Thornton Dial Sr. was born in 1928 in Emelle, Alabama. He grew up in poverty, only attending school through the fourth grade. Dial and his siblings, lacking conventional toys, constructed playthings out of discarded items; a practice which clearly influenced his later work as a sculptor.

Dial worked for the Pullman Standard Company for thirty years. He did iron work, cement work, and was a sort of jack-of-all-trades. Collector and scholar, Bill Arnett learned of Dial’s art through the self-taught artist Lonnie Holley, and brought Dial’s work to the art world in 1987. Before that time, Dial’s wife, Clara Mae, would make him bury his “junk.”
━━━━━━━━━━━━━━━━━━━━━━━━━━━━━━
◆ What to produce ◆
Set down the text on Thornton Dial's life word for word, starting at "Thornton Dial Sr." and stopping after "as a sculptor.".

◆ Data extract ◆
━━━━━━━━━━━━━━━━━━━━━━━━━━━━━━
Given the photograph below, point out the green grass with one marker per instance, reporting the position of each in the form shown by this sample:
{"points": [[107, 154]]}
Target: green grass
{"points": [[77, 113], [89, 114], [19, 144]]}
━━━━━━━━━━━━━━━━━━━━━━━━━━━━━━
◆ Response for this exercise ◆
Thornton Dial Sr. was born in 1928 in Emelle, Alabama. He grew up in poverty, only attending school through the fourth grade. Dial and his siblings, lacking conventional toys, constructed playthings out of discarded items; a practice which clearly influenced his later work as a sculptor.